---- Raw data

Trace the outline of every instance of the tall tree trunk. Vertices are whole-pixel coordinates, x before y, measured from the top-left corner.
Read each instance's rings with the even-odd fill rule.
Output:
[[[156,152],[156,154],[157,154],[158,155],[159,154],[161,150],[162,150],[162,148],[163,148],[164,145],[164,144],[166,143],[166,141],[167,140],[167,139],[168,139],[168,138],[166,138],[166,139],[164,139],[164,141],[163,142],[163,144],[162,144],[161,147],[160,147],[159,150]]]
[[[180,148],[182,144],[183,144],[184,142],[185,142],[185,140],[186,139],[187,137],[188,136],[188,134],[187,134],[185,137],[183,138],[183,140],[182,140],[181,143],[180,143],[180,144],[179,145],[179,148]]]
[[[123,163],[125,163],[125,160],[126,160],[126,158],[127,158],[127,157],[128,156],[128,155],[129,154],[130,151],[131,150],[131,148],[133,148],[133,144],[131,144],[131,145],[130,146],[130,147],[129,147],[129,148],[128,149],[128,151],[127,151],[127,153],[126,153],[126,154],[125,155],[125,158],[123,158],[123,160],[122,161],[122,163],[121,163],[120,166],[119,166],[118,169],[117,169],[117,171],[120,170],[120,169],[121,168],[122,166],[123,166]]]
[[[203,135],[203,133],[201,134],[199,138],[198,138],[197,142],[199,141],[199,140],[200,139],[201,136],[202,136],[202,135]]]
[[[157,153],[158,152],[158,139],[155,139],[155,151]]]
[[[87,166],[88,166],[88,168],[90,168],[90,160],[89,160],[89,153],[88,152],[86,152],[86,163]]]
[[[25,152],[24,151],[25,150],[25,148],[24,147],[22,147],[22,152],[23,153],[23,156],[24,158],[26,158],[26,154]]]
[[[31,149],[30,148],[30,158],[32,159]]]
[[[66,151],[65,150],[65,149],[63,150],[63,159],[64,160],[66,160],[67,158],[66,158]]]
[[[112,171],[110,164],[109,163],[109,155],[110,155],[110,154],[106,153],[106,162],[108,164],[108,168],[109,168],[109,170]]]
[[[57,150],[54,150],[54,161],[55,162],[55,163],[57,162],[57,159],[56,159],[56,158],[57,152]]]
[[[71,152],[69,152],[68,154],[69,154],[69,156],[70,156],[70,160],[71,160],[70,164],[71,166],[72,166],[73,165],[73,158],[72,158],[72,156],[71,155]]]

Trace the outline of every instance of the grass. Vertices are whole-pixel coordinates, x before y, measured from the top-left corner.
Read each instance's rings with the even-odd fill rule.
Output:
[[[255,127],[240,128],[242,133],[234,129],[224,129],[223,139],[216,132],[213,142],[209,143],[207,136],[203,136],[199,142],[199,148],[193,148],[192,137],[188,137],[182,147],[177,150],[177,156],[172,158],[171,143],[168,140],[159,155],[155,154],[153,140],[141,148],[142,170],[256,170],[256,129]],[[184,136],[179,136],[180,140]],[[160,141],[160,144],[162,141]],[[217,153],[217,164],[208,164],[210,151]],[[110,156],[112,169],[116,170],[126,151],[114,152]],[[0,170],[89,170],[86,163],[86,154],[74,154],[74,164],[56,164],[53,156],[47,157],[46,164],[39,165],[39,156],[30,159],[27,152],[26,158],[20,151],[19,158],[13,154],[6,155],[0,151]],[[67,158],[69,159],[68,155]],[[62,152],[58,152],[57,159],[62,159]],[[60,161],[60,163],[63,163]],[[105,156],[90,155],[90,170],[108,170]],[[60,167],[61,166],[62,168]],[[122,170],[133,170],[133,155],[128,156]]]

--------

= Task brief =
Pull out each line of the entries that contains the word "instance" and copy it in full. Matches must agree in case.

= Reply to the exercise =
Trace the outline of every instance of the tall tree trunk. Vertices are whole-pixel coordinates, x before y, measured from the top-left corner.
Read each instance's rings with the even-odd fill rule.
Trace the outline of every instance of the grass. Vertices are whole-pixel coordinates, x before y, measured from the top-left corner.
Read each instance's rings with the even-odd fill rule.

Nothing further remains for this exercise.